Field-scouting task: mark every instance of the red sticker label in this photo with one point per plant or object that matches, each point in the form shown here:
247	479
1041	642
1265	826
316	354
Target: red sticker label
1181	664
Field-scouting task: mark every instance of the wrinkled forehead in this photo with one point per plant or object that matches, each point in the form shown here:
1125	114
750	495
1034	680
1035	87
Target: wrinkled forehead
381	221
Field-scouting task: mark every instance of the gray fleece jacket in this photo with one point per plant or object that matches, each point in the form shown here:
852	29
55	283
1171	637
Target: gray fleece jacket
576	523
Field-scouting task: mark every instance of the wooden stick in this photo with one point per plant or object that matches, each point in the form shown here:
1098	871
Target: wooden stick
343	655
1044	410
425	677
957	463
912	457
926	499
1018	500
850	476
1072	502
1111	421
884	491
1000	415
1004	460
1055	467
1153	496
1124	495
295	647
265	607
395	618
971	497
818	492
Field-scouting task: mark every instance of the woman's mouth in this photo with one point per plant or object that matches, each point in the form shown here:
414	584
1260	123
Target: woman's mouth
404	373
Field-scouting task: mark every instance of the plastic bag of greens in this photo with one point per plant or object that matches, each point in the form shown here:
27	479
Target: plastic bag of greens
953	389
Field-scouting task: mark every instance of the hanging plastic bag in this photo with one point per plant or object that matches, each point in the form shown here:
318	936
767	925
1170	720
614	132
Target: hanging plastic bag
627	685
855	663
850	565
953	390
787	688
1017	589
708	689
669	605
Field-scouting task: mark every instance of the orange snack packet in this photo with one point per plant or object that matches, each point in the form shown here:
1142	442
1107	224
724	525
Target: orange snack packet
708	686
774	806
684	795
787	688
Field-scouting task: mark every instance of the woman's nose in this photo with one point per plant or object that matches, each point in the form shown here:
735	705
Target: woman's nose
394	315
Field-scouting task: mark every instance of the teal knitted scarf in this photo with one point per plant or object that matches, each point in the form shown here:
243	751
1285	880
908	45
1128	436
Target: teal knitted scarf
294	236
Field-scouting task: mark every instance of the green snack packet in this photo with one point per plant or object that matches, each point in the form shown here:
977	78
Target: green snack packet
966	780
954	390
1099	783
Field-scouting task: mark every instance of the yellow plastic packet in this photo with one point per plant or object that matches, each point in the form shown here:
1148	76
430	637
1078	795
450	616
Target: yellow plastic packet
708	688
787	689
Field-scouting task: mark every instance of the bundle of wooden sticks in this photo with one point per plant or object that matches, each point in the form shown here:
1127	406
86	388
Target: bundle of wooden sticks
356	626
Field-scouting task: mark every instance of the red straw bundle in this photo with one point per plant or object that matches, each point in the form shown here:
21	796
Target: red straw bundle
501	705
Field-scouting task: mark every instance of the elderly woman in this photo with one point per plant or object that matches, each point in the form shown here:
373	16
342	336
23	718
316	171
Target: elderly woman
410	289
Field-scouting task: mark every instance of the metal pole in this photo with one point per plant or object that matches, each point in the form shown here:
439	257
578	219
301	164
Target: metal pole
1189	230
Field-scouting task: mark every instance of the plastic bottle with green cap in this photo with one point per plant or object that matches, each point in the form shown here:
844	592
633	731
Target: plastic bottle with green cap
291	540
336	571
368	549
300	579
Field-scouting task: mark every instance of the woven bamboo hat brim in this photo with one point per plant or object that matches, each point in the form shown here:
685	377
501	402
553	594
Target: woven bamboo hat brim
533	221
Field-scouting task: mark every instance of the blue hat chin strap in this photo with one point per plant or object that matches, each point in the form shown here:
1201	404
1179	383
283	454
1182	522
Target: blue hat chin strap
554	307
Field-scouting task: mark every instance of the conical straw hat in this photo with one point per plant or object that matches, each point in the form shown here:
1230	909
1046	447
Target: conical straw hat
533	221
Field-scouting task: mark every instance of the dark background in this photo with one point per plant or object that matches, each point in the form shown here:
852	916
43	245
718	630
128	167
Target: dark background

+===+

*Exercise description:* Reproduce word for word the lines of the records above, beginning at the first and ending with the line where "Field-scouting task: mark every instance of the woman's nose" appears, and nothing past it.

*Answer below:*
Field-scouting task: mark every instance of the red sticker label in this photo with one point per plant or object that matches, each point in the form shown here:
247	479
1041	642
1265	826
316	354
Target: red sticker label
1181	664
Field-scouting task: mark every instance of the wrinkled forehead in this photo with one point per plant or object that matches, each point in the form shown here:
1125	114
750	495
1034	680
1035	87
Target: wrinkled forehead
381	221
Field-scouting task: mark every instance of the gray fleece jacket in this photo with one point per plant or object that matches, each point in the form shown here:
852	29
55	283
1171	637
Target: gray fleece jacket
576	523
Field-scouting task: mark every instance of the wooden stick in this photo with one point per plant or object that matches, each point in the form shown here:
1098	871
Target: wooden stick
343	655
1044	410
425	677
957	463
912	457
926	499
1018	500
850	476
1072	502
1111	421
884	491
1000	415
1004	460
1055	467
1153	496
1124	495
295	647
265	607
395	618
971	497
818	492
Field-scouting task: mark every instance of the woman's mouth in this photo with one point per plant or object that matches, each point in the form shown here:
414	584
1260	123
Target: woman's mouth
404	373
Field-scouting task: mark every instance of the plastic bag of greens in this photo with one point per plant or object that matches, each point in the form shown here:
27	479
Target: plastic bag of greens
953	389
Field-scouting task: mark every instance of the hanging plastic bag in this photo with one point per plant or object that matches, each point in the form shown here:
318	936
767	925
1170	720
614	132
Target: hanging plastic bag
627	685
855	663
850	565
953	390
787	688
1017	589
708	689
669	605
Field-scouting task: mark every instance of the orange snack packet in this photo with one point per plant or object that matches, each point in the form shown here:
1142	442
1107	224
724	525
Target: orange snack packet
708	686
774	806
684	795
787	688
Field-scouting task: mark every instance of the woman's nose in this photo with one point per plant or object that matches, each point in the form shown here:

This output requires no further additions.